__Document extract__.
====================

Cao Yongjing (Chinese: 曹永竞; born 15 February 1997 in Chongqing) is a Chinese footballer who currently plays for Chinese Super League side Beijing Guoan.

Club career
Cao Yongjing was promoted to Chinese Super League side Guizhou Renhe's first team squad in 2015. On 14 March 2015, he made his Super League debut in the season's second match which Guizhou Renhe lost to Jiangsu Sainty 2–0, coming on as a substitute for Magnus Eriksson in the 76th minute. Unfortunately he would be part of the team that was relegated at the end of the 2015 Chinese Super League season. He would remain loyal towards the club as they moved locations, renamed themselves Beijing Renhe and gained promotion back into the top tier at the end of the 2016 league season. At the end of the 2019 Chinese Super League he would experience another relegation with the club.

====================

__Task instructions__.
[1] For each statement, say whether it agrees with the Cao Yongjing passage, answering yes or no and quoting the words from the passage that decide it.
(a) Cao Yongjing was born in Chongqing.
(b) Guizhou Renhe won the match in which he made his Super League debut.
(c) He entered his debut match as a substitute for Magnus Eriksson in the 76th minute.
[2] Please answer these questions using the Cao Yongjing passage.
(a) Which club does he currently play for?
(b) In what year was he promoted to Guizhou Renhe's first team squad?
(c) What did the club rename itself after changing locations?
[3] Carry the Cao Yongjing passage forward from its final sentence.
The items that come after this text have nothing to do with it.

__Provided information__.
====================

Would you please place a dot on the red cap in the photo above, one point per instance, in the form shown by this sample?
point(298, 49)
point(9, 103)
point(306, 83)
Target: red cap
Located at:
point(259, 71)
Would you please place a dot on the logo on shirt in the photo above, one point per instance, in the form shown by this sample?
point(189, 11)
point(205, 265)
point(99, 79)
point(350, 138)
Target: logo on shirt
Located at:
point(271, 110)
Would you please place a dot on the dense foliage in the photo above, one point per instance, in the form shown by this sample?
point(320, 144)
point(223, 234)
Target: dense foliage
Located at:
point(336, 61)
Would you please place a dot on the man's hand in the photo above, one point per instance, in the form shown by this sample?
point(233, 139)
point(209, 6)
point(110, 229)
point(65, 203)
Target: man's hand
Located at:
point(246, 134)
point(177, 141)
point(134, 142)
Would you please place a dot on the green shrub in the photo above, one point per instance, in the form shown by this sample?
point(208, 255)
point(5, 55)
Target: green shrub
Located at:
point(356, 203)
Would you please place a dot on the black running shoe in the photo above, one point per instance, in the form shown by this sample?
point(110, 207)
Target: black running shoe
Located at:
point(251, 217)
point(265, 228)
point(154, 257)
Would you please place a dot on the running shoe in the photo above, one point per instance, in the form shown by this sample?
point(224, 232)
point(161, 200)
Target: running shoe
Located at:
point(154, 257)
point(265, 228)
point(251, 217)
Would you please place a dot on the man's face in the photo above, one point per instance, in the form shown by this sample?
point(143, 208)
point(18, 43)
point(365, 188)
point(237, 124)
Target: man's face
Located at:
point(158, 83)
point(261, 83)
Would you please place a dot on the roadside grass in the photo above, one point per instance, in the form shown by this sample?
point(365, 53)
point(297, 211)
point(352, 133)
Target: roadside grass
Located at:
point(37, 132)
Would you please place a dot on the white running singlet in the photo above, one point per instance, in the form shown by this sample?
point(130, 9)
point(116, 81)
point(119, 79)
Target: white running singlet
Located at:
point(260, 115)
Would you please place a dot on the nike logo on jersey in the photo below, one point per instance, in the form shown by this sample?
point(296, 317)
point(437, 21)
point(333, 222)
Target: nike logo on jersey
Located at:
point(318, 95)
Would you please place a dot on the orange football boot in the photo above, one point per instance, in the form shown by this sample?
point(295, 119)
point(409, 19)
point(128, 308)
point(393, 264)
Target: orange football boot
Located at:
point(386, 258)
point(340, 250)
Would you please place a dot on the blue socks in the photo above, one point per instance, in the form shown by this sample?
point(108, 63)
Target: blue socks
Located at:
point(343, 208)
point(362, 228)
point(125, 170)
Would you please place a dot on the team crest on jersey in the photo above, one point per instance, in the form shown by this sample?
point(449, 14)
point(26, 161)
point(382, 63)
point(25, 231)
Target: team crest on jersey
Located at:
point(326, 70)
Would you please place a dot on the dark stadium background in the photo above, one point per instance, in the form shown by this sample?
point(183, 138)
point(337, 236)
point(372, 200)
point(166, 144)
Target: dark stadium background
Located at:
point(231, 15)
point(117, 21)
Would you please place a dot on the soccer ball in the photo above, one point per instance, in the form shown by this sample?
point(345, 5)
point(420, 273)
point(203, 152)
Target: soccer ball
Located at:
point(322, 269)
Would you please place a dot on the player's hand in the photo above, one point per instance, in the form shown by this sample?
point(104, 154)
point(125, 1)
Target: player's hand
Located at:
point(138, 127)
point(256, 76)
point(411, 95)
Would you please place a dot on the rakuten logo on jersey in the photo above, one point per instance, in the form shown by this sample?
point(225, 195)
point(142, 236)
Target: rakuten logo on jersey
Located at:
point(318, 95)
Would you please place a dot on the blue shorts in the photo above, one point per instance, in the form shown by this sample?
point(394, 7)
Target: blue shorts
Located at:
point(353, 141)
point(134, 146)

====================

__Exercise responses__.
[1]
(a) Yes: "born 15 February 1997 in Chongqing"
(b) No: "which Guizhou Renhe lost to Jiangsu Sainty 2–0"
(c) Yes: "coming on as a substitute for Magnus Eriksson in the 76th minute"

[2]
(a) Beijing Guoan
(b) 2015
(c) Beijing Renhe

[3]
He joined City rivals Beijing Guoan who announced the signing of Cao Yongjing on 9 February 2021 and was given the number 37 shirt at the club. He would make his debut in a league game against Shanghai Shenhua on 24 April 2021 that ended in a 2-1 defeat. This would be followed by his first goal for the club in a league game against Shenzhen F.C. on 4 January 2022 in a 1-0 victory.

Career statistics 
Statistics accurate as of match played 31 January 2023.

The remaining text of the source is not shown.